■ Instructions for the task
Turn only the part of the material that opens with the line containing "Tag each instance of the front door" and runs through the end of the material into a numbered list, one line per item, with blank lines left out.

■ Dataset rows

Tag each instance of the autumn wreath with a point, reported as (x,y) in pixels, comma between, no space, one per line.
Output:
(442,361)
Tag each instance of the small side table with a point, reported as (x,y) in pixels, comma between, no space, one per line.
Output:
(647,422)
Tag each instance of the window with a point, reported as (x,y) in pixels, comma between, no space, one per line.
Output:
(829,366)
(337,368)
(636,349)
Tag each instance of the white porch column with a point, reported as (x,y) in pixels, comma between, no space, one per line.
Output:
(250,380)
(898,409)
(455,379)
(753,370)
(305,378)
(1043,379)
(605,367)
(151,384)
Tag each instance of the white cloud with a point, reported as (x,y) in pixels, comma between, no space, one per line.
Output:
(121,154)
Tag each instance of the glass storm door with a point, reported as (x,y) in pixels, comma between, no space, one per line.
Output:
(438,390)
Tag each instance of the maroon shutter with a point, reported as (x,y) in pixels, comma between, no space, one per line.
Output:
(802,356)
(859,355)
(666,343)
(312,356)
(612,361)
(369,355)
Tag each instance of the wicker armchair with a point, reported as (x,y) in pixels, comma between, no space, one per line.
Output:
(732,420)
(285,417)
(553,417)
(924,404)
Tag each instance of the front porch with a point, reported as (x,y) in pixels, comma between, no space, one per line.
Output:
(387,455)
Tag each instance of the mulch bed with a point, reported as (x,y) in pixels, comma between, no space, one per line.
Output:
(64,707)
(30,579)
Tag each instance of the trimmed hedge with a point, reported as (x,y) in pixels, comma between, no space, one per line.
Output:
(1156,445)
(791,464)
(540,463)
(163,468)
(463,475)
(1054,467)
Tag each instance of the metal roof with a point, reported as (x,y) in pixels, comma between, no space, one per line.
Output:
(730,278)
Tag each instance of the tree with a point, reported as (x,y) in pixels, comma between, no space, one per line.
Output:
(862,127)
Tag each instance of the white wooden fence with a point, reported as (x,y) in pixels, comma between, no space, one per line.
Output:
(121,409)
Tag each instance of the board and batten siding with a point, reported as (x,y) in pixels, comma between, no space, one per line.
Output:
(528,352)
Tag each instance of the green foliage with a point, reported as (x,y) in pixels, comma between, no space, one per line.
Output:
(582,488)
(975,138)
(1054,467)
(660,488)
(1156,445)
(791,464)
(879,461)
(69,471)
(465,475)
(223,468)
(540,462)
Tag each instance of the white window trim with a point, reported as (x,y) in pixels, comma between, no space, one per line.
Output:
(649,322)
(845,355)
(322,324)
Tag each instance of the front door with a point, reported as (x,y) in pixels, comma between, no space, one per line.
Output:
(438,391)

■ Solution below
1. Tag each instance of the front door with a point, reported as (x,y) in pixels, comma between, no space, one per line.
2. Output:
3. (438,391)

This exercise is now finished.